start

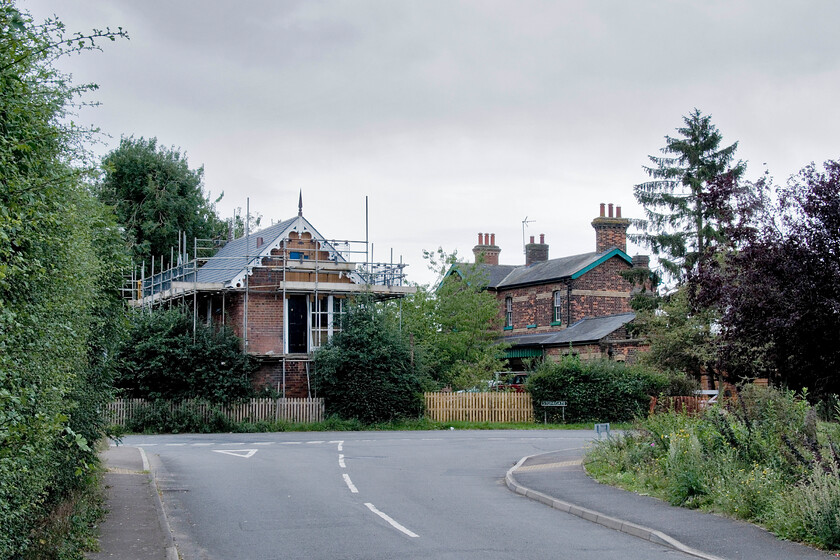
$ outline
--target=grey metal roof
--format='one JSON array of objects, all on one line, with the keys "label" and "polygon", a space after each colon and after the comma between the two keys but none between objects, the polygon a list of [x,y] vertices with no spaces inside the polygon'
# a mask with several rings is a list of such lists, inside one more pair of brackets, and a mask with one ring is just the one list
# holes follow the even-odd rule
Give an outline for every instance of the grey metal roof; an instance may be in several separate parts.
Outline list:
[{"label": "grey metal roof", "polygon": [[[600,264],[601,261],[609,260],[617,256],[628,263],[632,259],[619,249],[610,249],[602,253],[583,253],[559,259],[551,259],[533,263],[529,266],[514,265],[478,265],[488,275],[488,288],[502,289],[514,286],[525,286],[532,284],[544,284],[560,280],[562,278],[575,277],[582,274],[589,267]],[[457,265],[456,265],[457,266]]]},{"label": "grey metal roof", "polygon": [[564,344],[597,342],[635,318],[635,313],[591,317],[581,319],[561,331],[511,335],[503,337],[502,340],[513,346],[562,346]]},{"label": "grey metal roof", "polygon": [[[278,237],[282,236],[297,219],[290,218],[254,232],[247,238],[240,237],[228,242],[227,245],[219,249],[218,253],[213,255],[212,259],[198,269],[197,281],[225,284],[231,282],[242,273],[249,263],[255,264],[257,255],[265,250],[265,246],[272,244]],[[263,245],[261,245],[261,249],[258,249],[257,239],[260,237],[263,239]]]},{"label": "grey metal roof", "polygon": [[584,253],[537,262],[530,266],[519,266],[505,276],[504,280],[495,287],[506,288],[520,284],[534,284],[566,278],[597,262],[604,255],[605,253]]},{"label": "grey metal roof", "polygon": [[488,288],[495,288],[498,286],[507,276],[520,268],[519,266],[512,265],[512,264],[478,264],[476,265],[482,272],[487,274],[487,287]]}]

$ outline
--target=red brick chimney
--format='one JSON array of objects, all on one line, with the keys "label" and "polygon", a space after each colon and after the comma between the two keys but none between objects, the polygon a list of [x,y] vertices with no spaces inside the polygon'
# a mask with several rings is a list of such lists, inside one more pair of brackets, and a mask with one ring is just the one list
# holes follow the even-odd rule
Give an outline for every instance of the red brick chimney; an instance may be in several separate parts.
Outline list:
[{"label": "red brick chimney", "polygon": [[540,242],[534,243],[534,236],[531,242],[525,245],[525,266],[548,260],[548,245],[545,242],[545,234],[540,234]]},{"label": "red brick chimney", "polygon": [[475,255],[475,262],[483,262],[484,264],[499,264],[499,253],[502,250],[496,245],[495,233],[479,233],[478,245],[473,247],[473,255]]},{"label": "red brick chimney", "polygon": [[608,215],[604,215],[604,203],[601,203],[600,216],[592,220],[592,227],[595,228],[595,251],[605,253],[610,249],[621,249],[626,252],[630,220],[621,217],[621,206],[615,207],[614,216],[612,203],[607,206]]}]

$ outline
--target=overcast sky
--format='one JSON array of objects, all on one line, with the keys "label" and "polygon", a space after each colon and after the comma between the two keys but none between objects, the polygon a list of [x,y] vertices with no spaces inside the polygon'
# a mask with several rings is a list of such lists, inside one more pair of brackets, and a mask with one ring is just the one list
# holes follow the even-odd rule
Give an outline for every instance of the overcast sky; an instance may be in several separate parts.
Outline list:
[{"label": "overcast sky", "polygon": [[[693,108],[778,182],[840,157],[840,2],[19,0],[71,31],[128,30],[67,58],[96,82],[81,113],[204,166],[223,217],[297,212],[432,279],[423,249],[503,264],[526,235],[593,251],[600,202],[641,217],[632,187]],[[765,167],[766,164],[766,167]],[[630,254],[645,253],[628,247]]]}]

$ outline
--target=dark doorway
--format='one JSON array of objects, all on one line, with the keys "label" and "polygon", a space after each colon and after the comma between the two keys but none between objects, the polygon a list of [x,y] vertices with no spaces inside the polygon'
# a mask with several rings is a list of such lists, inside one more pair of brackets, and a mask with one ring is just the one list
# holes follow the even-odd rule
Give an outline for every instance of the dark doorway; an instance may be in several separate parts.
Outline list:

end

Repeat the records above verbatim, with no pictures in the result.

**Answer to the task**
$ outline
--target=grey metal roof
--format='one JSON array of objects, all on one line, with the keys "label" and "polygon", a space after each colon and after the comma between the two keys but none between objects, the polygon a list of [x,y] vertices with no spaces inside the polygon'
# a mask with several rings is a list of such lists, inside one more pair of brackets, and a mask with one ring is just the one list
# holes follow the even-odd rule
Give an outline for every instance of the grey metal roof; an instance may be in several separate parts.
Outline list:
[{"label": "grey metal roof", "polygon": [[[600,264],[601,261],[609,260],[617,256],[628,263],[632,259],[619,249],[610,249],[602,253],[583,253],[559,259],[551,259],[533,263],[529,266],[514,265],[478,265],[488,275],[488,288],[502,289],[514,286],[525,286],[532,284],[544,284],[560,280],[562,278],[575,277],[582,274],[589,267]],[[457,265],[456,265],[457,266]]]},{"label": "grey metal roof", "polygon": [[564,344],[597,342],[635,318],[635,313],[591,317],[581,319],[561,331],[511,335],[503,337],[502,340],[513,346],[562,346]]},{"label": "grey metal roof", "polygon": [[[278,237],[282,236],[297,219],[290,218],[254,232],[247,238],[240,237],[228,242],[227,245],[219,249],[218,253],[213,255],[212,259],[198,269],[197,281],[225,284],[231,282],[242,273],[249,263],[255,264],[257,255],[265,250],[265,246],[272,244]],[[263,245],[261,245],[261,249],[258,249],[257,239],[260,237],[263,239]]]},{"label": "grey metal roof", "polygon": [[584,253],[537,262],[530,266],[519,266],[505,276],[504,280],[495,287],[506,288],[520,284],[534,284],[566,278],[597,262],[604,255],[605,253]]},{"label": "grey metal roof", "polygon": [[488,288],[495,288],[498,286],[507,276],[520,268],[519,266],[512,265],[512,264],[478,264],[476,265],[482,272],[487,274],[487,287]]}]

$ outline
--target=red brick chimney
--format='one JSON array of objects, all on one line, with the keys "label" and "polygon", a space after each colon and after the comma between the two keys but none between objects, the polygon a list of [x,y] vertices with no spaces inside the polygon'
# a mask with several rings is a list of such lists, inside one more pair of brackets, and a mask with one ring is just the one list
# holes follow the even-odd rule
Give an outline for every instance of the red brick chimney; an instance may be in several separate parts.
Outline list:
[{"label": "red brick chimney", "polygon": [[540,242],[534,243],[534,236],[531,242],[525,245],[525,266],[548,260],[548,245],[545,242],[545,234],[540,234]]},{"label": "red brick chimney", "polygon": [[475,255],[475,262],[483,262],[484,264],[499,264],[499,253],[502,250],[496,245],[495,233],[479,233],[478,245],[473,247],[473,255]]},{"label": "red brick chimney", "polygon": [[608,215],[604,215],[604,203],[601,203],[600,216],[592,220],[592,227],[595,228],[595,251],[605,253],[610,249],[621,249],[626,252],[630,220],[621,217],[621,206],[615,207],[614,216],[612,203],[607,206]]}]

$ outline
--target=overcast sky
--format='one JSON array of objects, all on one line, with the keys "label" and "polygon", a space after each colon and after the comma between the two keys but none between objects, the polygon a list of [x,y] vertices with no spaces inside the polygon'
# a mask with several rings is a list of such lists, inside one more pair of brackets, and a mask with one ring is just the one list
# holes follow the even-odd rule
Give an outline for every instance of the overcast sky; an instance may be in several separate parts.
Outline list:
[{"label": "overcast sky", "polygon": [[[693,108],[778,182],[840,157],[840,2],[19,0],[71,31],[128,30],[67,58],[96,82],[81,113],[204,166],[223,217],[297,212],[432,279],[423,249],[503,264],[526,235],[593,251],[600,202],[641,217],[632,187]],[[765,167],[766,164],[766,167]],[[630,254],[645,253],[628,247]]]}]

$ outline
--target=dark doorway
--format='one JSON array of objects, all on one line, with the keys "label" and "polygon", a space after each colon and after the comma between the two keys but none between objects, the polygon a list of [x,y] vertices with no spaces inside the polygon'
# a mask with several rings is a list of such lists, inside one more pair of brackets, and a mask with one ring is just the one list
# holes follow the even-odd rule
Give an outline for every instance of the dark doorway; an instance may be in several separate parts.
Outline list:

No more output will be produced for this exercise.